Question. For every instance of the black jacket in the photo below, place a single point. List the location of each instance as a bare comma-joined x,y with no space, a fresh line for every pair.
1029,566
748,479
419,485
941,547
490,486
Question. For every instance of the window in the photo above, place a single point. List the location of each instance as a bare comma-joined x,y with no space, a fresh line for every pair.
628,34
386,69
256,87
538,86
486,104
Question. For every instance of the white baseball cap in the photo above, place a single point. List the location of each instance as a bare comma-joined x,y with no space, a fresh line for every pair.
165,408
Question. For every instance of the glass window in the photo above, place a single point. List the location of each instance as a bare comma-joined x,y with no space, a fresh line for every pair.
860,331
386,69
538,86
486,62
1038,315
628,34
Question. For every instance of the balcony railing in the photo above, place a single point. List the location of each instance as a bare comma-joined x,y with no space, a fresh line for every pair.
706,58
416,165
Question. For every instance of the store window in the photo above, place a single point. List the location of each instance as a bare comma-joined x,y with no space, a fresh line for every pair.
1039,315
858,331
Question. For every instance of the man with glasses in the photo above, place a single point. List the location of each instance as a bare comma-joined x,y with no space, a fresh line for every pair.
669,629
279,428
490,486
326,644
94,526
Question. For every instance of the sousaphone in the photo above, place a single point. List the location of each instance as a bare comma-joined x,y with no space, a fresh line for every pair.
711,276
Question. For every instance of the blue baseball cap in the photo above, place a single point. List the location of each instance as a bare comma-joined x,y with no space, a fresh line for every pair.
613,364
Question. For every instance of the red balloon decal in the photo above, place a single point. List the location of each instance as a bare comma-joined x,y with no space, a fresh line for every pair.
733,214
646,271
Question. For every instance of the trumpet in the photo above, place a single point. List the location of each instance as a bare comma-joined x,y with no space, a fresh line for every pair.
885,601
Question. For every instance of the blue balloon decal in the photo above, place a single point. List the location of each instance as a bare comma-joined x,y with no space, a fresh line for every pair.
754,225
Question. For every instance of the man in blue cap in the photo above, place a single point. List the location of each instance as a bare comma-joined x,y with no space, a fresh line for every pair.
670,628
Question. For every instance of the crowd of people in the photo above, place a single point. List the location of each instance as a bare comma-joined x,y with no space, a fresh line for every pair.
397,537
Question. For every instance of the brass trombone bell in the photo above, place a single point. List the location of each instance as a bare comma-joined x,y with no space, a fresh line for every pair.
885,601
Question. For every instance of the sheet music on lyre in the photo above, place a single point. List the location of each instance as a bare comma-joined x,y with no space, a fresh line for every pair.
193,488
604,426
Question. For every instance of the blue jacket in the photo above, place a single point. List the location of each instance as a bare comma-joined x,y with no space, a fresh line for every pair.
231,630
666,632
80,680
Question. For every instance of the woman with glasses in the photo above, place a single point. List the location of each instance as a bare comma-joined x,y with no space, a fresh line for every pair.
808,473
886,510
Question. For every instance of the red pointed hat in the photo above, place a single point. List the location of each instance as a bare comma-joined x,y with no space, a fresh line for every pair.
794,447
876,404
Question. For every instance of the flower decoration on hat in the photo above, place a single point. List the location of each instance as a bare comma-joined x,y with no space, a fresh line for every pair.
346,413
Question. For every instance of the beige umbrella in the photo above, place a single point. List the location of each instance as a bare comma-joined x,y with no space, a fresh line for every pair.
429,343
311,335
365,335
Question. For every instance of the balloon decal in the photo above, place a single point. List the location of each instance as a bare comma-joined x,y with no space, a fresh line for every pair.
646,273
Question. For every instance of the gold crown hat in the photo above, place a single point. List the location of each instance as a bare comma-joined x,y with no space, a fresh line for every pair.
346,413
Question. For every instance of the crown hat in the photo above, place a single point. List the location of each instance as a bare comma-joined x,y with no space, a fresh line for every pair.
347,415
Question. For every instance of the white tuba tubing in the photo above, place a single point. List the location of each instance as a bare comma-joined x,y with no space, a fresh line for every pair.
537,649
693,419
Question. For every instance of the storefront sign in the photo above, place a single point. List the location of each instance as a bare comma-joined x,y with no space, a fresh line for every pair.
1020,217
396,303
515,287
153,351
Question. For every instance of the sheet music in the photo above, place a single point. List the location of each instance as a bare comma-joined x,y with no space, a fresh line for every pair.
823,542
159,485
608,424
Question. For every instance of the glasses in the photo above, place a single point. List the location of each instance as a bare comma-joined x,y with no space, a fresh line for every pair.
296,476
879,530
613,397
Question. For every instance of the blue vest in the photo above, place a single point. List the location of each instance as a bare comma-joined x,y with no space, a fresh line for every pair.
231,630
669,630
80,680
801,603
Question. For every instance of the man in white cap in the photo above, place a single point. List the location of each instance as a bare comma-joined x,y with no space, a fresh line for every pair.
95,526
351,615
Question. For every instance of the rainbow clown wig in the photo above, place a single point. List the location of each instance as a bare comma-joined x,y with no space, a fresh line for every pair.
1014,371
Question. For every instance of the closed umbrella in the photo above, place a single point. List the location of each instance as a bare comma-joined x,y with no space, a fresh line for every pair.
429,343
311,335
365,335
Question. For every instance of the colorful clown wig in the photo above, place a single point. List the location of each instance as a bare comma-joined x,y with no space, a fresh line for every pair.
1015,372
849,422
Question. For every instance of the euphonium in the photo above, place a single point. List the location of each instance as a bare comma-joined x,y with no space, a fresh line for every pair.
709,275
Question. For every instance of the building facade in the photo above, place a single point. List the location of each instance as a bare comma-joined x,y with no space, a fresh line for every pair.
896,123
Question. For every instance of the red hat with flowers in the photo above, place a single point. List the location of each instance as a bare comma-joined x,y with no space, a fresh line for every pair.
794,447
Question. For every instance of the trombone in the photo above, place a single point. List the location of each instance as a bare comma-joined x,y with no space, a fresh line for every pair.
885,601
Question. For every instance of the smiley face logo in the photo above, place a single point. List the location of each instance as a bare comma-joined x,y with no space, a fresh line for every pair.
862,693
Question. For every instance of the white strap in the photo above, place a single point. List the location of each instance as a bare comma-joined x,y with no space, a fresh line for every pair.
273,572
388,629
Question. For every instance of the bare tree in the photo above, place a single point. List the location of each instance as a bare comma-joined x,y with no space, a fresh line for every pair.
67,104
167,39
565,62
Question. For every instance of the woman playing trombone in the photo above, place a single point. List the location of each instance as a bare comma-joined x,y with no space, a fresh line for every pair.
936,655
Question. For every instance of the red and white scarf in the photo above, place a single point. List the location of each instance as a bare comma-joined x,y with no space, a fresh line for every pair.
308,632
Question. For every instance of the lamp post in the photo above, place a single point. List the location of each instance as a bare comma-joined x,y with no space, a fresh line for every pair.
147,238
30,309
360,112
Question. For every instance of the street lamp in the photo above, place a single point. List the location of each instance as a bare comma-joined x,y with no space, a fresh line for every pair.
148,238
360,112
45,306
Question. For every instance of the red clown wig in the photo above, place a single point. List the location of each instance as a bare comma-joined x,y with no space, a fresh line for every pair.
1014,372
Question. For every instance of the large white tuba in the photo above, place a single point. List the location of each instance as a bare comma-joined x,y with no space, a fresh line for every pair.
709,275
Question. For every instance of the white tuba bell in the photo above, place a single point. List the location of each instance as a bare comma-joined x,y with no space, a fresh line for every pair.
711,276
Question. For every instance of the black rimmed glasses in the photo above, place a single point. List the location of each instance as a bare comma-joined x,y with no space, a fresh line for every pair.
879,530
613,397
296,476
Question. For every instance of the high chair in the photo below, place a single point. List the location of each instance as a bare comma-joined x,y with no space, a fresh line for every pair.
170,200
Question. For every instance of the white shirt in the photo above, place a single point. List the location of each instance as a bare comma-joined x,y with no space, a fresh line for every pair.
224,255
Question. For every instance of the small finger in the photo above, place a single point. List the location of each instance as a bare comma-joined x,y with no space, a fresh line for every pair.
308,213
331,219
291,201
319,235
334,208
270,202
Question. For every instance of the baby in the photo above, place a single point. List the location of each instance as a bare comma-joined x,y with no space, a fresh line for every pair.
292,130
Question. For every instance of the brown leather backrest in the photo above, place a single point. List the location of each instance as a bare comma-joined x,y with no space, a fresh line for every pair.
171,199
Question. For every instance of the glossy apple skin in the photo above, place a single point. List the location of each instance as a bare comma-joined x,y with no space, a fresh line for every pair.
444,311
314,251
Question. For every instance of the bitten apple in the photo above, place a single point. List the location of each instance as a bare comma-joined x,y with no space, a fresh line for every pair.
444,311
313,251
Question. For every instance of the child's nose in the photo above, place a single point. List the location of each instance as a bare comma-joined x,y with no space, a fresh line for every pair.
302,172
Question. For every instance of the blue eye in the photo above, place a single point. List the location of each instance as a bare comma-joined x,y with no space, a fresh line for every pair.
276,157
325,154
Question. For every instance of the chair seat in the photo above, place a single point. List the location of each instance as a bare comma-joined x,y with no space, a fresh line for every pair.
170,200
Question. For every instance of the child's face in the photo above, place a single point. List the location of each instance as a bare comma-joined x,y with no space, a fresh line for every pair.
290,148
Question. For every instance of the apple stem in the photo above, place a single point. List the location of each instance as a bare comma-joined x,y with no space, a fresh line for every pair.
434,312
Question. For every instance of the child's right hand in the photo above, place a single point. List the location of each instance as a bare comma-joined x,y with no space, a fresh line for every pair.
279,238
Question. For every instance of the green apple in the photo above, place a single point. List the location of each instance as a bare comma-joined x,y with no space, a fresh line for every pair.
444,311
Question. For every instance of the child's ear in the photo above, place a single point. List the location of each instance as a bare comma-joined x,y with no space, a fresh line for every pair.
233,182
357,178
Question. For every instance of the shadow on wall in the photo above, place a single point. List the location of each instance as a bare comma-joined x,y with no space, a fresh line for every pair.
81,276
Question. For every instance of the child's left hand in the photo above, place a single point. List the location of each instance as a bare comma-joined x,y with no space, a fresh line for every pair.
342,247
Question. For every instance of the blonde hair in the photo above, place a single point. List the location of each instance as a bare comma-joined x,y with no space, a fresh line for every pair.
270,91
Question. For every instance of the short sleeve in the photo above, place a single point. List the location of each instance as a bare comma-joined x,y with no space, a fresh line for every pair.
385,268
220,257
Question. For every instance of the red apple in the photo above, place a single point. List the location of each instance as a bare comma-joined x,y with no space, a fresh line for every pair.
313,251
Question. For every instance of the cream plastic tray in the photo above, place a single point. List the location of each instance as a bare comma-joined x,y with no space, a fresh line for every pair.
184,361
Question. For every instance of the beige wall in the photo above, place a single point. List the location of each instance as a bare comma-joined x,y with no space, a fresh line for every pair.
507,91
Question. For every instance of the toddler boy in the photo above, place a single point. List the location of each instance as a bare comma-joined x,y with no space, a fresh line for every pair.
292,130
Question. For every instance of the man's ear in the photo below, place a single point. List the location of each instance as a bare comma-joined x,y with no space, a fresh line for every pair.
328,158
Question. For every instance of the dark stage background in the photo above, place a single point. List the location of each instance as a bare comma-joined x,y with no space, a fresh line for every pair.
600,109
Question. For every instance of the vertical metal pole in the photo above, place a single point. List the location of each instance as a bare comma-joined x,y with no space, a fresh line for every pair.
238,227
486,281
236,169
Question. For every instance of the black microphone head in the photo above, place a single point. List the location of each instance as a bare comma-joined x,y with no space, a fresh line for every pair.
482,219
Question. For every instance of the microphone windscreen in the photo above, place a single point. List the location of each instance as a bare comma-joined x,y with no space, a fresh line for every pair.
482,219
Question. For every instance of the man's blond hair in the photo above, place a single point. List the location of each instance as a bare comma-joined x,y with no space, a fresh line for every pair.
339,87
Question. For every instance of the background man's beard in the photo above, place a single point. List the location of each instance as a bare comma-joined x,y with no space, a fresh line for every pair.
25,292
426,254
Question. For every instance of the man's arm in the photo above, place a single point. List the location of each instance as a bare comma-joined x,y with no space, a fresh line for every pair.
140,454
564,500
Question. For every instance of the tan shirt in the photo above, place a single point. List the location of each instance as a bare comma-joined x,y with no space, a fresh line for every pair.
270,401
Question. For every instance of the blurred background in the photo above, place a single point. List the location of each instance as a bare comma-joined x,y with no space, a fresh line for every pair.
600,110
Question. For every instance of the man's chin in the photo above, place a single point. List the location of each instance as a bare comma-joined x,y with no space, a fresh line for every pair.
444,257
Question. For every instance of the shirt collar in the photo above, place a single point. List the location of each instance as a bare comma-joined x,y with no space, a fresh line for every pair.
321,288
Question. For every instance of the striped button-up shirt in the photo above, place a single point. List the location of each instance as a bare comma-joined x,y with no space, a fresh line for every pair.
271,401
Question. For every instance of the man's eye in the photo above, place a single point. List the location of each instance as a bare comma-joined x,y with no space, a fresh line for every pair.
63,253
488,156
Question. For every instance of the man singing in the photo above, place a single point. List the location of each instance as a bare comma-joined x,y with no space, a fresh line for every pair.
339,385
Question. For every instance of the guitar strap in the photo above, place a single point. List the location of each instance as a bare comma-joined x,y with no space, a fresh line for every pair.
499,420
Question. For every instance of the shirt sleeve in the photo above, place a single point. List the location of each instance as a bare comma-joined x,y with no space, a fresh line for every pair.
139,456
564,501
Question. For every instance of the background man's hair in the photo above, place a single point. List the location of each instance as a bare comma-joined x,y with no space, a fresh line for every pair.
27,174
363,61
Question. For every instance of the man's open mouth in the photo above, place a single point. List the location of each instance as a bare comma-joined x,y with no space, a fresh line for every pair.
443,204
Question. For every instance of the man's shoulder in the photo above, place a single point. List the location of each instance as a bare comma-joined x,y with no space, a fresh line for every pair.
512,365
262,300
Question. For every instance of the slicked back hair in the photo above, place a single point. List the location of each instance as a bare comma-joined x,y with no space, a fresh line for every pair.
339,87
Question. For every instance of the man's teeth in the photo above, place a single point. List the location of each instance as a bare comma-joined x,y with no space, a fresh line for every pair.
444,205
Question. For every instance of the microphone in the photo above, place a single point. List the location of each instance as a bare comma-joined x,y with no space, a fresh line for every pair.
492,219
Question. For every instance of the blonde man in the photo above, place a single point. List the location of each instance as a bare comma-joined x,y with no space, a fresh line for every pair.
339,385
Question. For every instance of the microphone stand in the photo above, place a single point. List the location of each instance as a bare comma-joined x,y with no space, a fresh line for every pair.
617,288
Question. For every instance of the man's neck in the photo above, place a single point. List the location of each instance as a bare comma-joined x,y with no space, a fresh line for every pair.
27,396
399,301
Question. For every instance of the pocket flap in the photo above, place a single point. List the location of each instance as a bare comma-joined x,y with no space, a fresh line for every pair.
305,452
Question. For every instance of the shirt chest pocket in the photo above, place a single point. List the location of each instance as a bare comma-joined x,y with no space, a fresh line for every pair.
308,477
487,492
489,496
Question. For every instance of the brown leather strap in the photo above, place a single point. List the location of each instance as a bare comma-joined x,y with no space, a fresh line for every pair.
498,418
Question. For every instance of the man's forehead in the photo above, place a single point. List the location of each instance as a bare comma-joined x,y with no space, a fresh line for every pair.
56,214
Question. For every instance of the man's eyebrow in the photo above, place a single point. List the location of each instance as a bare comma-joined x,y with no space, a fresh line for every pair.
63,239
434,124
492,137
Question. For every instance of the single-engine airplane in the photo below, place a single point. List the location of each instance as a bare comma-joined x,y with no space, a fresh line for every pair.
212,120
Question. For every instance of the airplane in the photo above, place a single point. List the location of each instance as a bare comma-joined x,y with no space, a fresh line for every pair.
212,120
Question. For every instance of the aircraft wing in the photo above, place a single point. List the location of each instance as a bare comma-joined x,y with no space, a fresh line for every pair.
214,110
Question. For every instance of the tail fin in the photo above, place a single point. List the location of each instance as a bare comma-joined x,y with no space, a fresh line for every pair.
• • • •
■ Instructions for the task:
All lines from the one containing "Question. For every instance of the aircraft" to the end of the records, both ends included, should be printed exactly and on their own.

■ Finished task:
Question. For every instance of the aircraft wing in the photo above, place a single point. List the location of each instance as a bare comma-joined x,y with no space, a fresh line for every pair.
214,110
Question. For every instance of the tail fin in the photo above, place a single point. List the location of each instance as a bare comma-joined x,y with no space, a fresh line for every pair.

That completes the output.